▸ **TEKS PILIHAN**
■ ■ ■ ■ ■

Jakarta (CB) - Pemerintah Amerika Serikat melakukan berbagai upaya agar proyek Naval Medical Research Unit 2 (NAMRU-2) bisa dilanjutkan di Indonesia menyusul terbongkarnya proyek tersebut berkat keberanian dan kegigihan Menteri Kesehatan Siti Fadillah Supari pada 2008.

Hal tersebut mengemuka dan menjadi topik pembahasan hangat oleh para peserta dari berbagai latar belakang dalam seminar terbatas yang bertajuk "Strategi Mencegah Dibukanya Kembali NAMRU-2 AS di Indonesia" dan diselenggarakan oleh Global Future Institute (GFI) baru-baru ini.

Letnan Jenderal Marinir (Purn) Suharto yang menjadi salah seorang pembicara mengatakan negara-negara asing mengincar Indonesia yang memiliki posisi strategis untuk menanamkan pengaruhnya dan memanfaatkan sumber daya alamnya yang kaya karena mereka mengetahui "kita tidak mempunyai "rencana kontijensi".

■ ■ ■ ■ ■

▸ **TUGAS YANG DIKERJAKAN**
- A) Dalam berita tentang NAMRU-2, lembaga apa yang menyelenggarakan seminar terbatas itu?
- B) Ulangi dengan persis bagian berita tentang NAMRU-2 yang dimulai pada kata-kata "Jakarta (CB) - Pemerintah" dan berhenti setelah kata-kata "Supari pada 2008.".
- C) Tuliskan lanjutan berita tentang NAMRU-2 mulai dari sesudah kalimat terakhir yang tampil.

[Data yang diambil dari sebuah dataset]
■ ■ ■ ■ ■

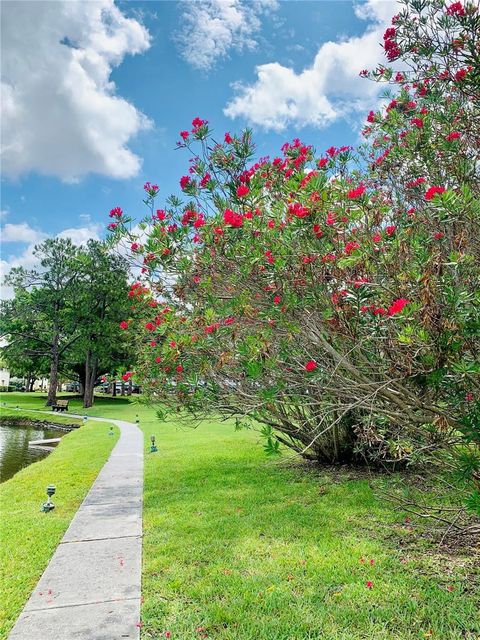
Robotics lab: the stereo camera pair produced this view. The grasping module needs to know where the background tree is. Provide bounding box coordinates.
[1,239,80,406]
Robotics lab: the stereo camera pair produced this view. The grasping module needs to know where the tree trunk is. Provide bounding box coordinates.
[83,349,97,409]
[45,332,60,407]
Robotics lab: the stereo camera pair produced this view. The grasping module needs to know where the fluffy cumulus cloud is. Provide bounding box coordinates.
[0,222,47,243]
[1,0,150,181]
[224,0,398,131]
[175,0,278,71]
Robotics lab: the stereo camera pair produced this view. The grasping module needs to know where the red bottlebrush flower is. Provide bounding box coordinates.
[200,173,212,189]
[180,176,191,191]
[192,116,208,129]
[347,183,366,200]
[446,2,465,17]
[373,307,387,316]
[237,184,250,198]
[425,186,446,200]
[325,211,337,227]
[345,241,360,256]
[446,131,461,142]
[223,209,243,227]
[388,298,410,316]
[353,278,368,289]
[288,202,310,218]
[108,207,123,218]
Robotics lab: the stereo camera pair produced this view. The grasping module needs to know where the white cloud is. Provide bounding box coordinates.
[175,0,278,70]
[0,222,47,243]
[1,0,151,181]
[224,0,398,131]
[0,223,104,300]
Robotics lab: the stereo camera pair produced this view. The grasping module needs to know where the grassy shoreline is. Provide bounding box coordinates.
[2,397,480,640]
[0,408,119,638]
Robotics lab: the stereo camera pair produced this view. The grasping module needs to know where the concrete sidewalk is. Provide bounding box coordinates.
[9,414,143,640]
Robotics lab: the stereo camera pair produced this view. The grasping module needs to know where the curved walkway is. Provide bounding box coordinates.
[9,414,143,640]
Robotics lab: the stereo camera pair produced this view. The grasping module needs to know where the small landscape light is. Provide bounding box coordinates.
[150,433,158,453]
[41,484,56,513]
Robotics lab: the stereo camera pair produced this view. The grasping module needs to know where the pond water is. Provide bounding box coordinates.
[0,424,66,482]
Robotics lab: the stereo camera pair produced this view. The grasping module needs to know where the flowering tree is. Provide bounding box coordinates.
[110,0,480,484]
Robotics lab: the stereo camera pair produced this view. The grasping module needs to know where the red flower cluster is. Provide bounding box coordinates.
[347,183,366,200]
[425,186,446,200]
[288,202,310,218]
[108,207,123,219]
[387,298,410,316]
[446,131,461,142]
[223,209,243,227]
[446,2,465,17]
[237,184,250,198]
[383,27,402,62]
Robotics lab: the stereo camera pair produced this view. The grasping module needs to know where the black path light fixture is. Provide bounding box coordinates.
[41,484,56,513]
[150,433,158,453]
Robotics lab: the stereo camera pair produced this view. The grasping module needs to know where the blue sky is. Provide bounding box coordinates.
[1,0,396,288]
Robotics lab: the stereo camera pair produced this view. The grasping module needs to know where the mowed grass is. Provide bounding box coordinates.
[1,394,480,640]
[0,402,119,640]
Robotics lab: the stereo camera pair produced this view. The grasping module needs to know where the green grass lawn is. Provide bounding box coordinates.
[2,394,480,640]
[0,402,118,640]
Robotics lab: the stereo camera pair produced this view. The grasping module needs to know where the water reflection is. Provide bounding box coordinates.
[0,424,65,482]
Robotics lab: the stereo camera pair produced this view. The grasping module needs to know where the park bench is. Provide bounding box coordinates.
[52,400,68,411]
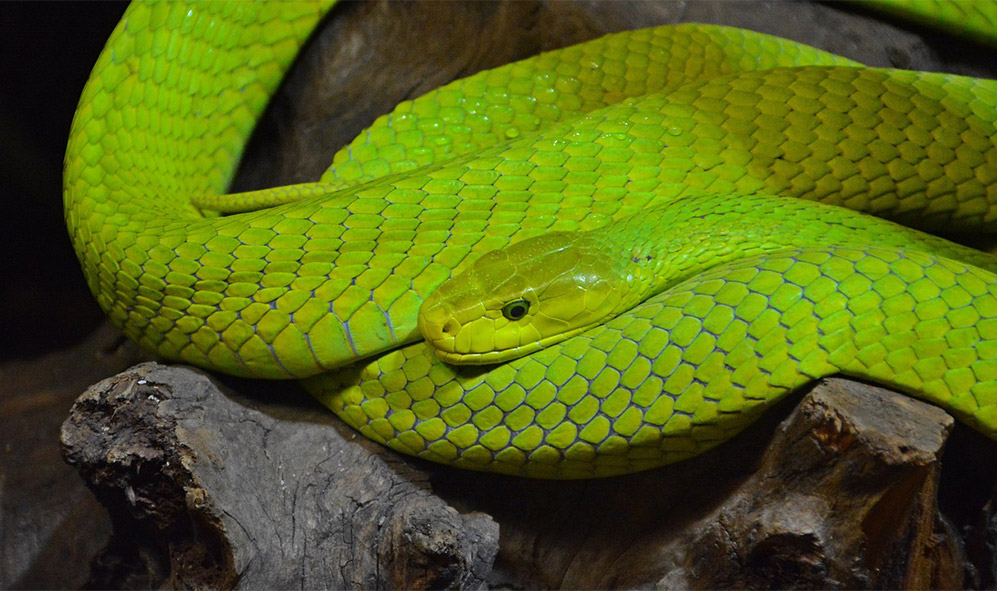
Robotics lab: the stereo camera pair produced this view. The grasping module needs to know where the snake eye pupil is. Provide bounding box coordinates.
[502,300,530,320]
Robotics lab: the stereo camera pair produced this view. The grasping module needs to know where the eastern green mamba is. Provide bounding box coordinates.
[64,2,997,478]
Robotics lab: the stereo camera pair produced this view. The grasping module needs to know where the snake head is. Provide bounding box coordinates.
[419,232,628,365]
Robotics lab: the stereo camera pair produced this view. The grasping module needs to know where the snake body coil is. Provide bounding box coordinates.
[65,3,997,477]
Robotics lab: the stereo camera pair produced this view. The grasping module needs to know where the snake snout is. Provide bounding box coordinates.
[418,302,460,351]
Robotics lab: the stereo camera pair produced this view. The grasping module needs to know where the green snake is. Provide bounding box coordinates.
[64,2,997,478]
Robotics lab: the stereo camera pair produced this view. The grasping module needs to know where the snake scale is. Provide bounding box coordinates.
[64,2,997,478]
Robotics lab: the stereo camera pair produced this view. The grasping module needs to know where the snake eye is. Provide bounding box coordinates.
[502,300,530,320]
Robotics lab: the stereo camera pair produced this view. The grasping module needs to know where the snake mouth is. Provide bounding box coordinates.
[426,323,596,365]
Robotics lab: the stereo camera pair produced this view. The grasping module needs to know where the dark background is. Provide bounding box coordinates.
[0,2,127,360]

■ ■ ■ ■ ■

▸ **JAWABAN TIAP TUGAS**
- A) Global Future Institute (GFI).

- B)
Jakarta (CB) - Pemerintah Amerika Serikat melakukan berbagai upaya agar proyek Naval Medical Research Unit 2 (NAMRU-2) bisa dilanjutkan di Indonesia menyusul terbongkarnya proyek tersebut berkat keberanian dan kegigihan Menteri Kesehatan Siti Fadillah Supari pada 2008.

- C)
"Ketiadaan rencana kontijensi ini dipelajari pihak luar dan membuka jalan bagi negara-negara lain termasuk Amerika Serikat dengan Namru-nya ingin masuk lagi dan bisa berbuntut panjang," kata Suharto.

Pada 2012, GFI sempat melansir sebuah informasi dari lingkar dalam pemerintahan Presiden Susilo Bambang Yudhoyono bahwa Indonesia, dalam hal ini Kementerian Luar Negeri, sedang mempersiapkan sebuah nota kesepakatan baru dengan pihak pemerintah AS mengenai keberlanjutan proyek NAMRU-2 di Indonesia.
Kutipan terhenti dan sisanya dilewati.